━━━ PROVIDED ENTRIES ━━━
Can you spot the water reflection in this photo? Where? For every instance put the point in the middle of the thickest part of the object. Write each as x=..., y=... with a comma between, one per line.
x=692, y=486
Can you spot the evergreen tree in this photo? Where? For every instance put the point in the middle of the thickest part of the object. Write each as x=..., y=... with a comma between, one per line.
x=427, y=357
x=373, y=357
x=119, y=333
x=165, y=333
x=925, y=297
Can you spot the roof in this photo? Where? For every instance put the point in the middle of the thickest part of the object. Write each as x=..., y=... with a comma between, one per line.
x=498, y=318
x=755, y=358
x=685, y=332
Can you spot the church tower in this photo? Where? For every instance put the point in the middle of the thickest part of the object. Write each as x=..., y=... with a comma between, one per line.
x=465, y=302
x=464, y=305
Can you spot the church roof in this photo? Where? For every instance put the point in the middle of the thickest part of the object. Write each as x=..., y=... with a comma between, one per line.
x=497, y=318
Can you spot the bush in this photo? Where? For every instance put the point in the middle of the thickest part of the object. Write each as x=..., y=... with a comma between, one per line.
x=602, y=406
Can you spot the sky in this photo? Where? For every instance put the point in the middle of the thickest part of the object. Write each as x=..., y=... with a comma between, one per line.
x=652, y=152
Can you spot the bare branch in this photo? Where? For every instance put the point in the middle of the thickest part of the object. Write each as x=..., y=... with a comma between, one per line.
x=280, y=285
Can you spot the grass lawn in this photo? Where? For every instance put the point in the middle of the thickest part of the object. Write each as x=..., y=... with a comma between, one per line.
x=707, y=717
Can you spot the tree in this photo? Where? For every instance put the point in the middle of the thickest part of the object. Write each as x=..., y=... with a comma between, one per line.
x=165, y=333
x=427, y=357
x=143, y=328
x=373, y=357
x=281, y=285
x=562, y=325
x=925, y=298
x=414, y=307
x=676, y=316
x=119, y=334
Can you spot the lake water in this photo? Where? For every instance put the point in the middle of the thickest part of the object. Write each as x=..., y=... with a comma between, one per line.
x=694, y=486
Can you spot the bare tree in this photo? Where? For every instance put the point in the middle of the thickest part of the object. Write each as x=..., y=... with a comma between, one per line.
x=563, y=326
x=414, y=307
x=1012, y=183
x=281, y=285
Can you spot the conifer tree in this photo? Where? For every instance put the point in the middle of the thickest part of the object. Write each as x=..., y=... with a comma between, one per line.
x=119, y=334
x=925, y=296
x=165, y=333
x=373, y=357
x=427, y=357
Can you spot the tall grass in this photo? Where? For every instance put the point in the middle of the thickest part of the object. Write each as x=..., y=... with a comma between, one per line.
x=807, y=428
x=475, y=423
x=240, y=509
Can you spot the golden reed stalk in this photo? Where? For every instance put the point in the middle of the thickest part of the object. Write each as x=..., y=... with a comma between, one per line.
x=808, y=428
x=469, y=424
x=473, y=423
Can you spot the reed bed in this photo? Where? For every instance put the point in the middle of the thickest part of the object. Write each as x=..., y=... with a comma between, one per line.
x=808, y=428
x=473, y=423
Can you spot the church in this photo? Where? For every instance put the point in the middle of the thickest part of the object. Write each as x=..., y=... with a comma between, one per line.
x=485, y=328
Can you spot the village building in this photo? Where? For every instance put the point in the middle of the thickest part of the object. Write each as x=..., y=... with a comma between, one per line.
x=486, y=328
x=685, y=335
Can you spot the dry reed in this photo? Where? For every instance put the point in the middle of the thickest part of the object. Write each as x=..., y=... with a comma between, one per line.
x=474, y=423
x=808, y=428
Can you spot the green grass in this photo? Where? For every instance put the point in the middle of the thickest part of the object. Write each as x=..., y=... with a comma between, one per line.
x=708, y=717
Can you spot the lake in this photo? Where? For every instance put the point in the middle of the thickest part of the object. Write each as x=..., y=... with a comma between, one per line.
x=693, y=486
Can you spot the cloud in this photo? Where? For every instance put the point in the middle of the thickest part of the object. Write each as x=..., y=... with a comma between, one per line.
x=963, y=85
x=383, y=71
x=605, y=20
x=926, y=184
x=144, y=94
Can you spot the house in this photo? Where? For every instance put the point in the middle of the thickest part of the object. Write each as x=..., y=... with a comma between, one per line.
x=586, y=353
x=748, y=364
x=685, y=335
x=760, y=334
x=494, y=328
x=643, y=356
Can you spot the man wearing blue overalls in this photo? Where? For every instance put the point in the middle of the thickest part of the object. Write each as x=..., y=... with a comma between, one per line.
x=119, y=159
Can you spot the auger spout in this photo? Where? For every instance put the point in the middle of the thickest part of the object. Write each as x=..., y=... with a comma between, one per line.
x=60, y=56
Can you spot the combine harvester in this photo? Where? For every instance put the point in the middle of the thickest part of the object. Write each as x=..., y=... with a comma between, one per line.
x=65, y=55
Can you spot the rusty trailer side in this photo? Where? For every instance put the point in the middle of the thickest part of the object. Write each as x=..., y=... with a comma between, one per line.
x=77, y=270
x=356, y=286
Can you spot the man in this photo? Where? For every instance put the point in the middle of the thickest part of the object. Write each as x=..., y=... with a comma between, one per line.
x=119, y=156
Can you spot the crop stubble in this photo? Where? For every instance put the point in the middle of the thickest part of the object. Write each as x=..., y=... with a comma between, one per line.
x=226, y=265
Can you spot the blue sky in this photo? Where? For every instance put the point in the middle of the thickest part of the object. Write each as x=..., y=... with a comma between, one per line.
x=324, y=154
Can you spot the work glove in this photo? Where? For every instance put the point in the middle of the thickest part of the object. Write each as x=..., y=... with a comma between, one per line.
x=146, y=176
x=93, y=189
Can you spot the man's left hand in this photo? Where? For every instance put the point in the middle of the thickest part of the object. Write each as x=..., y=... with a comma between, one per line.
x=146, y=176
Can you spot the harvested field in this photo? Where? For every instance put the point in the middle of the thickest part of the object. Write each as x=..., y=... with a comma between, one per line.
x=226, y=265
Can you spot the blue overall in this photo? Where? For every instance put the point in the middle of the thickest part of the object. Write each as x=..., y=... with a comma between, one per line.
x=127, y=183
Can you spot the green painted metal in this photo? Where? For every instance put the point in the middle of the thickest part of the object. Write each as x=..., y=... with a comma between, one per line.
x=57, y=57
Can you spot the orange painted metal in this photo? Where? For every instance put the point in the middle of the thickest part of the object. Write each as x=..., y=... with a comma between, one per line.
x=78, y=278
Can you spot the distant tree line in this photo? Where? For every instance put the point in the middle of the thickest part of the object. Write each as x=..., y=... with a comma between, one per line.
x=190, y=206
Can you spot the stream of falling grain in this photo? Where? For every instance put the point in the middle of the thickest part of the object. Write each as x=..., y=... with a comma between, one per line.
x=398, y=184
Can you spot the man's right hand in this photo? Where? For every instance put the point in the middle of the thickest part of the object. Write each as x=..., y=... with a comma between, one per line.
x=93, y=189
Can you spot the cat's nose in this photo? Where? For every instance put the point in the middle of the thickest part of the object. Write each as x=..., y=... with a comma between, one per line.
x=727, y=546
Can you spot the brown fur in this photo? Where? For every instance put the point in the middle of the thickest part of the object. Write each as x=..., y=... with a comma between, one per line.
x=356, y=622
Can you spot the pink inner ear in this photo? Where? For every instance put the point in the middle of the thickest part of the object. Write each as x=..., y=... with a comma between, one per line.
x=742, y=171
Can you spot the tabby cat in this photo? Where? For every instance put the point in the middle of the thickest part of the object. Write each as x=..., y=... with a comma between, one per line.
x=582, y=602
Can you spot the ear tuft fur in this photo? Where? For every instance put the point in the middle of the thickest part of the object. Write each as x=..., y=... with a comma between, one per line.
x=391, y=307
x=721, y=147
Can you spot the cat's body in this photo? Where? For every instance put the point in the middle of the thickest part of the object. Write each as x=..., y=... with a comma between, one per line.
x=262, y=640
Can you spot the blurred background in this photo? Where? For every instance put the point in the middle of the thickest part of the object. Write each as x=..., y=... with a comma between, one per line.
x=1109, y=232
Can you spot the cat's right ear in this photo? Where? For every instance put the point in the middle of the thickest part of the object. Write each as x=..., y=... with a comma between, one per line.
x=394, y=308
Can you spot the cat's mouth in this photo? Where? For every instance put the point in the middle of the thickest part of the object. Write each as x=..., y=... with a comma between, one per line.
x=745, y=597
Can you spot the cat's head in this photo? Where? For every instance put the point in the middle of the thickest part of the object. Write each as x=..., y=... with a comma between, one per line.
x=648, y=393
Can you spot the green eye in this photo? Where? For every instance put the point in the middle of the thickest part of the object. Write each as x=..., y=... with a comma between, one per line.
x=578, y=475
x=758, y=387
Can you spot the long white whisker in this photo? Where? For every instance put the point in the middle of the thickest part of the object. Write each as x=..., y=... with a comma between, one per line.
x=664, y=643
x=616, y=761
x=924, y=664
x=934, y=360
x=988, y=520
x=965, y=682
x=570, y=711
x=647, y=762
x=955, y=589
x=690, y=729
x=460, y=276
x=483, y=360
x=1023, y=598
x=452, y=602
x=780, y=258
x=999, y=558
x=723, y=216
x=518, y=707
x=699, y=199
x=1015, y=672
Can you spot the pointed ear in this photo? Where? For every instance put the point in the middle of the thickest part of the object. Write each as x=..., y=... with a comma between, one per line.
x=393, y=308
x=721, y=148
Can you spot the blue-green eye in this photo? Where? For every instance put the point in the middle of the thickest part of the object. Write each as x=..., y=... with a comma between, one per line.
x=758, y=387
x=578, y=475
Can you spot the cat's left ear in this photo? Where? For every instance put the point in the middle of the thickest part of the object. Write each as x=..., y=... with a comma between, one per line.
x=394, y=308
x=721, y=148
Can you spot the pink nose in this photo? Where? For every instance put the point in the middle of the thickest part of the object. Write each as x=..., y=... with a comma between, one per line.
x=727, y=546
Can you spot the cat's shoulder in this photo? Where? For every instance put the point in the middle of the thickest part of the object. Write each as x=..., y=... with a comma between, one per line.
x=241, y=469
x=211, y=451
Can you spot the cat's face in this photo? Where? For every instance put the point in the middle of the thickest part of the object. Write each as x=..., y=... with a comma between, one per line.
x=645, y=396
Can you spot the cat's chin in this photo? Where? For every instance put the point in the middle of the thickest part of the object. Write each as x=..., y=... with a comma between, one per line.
━━━
TASK DIRECTIONS: Could you restate, word for word, every line from the one containing "Can you spot the cat's face" through the last line of the records above, and nothing more?

OUTPUT FOR THIS TASK:
Can you spot the cat's face in this photo? Where? For every instance put the point in the middle of the thickest part of the object. Write each as x=..., y=... with a comma between, one per line.
x=645, y=396
Can you spot the cat's chin in this photo? Where? For every instance put the point in the middle of the thickest part of the object. Write each as x=..., y=... with a comma between, one per line.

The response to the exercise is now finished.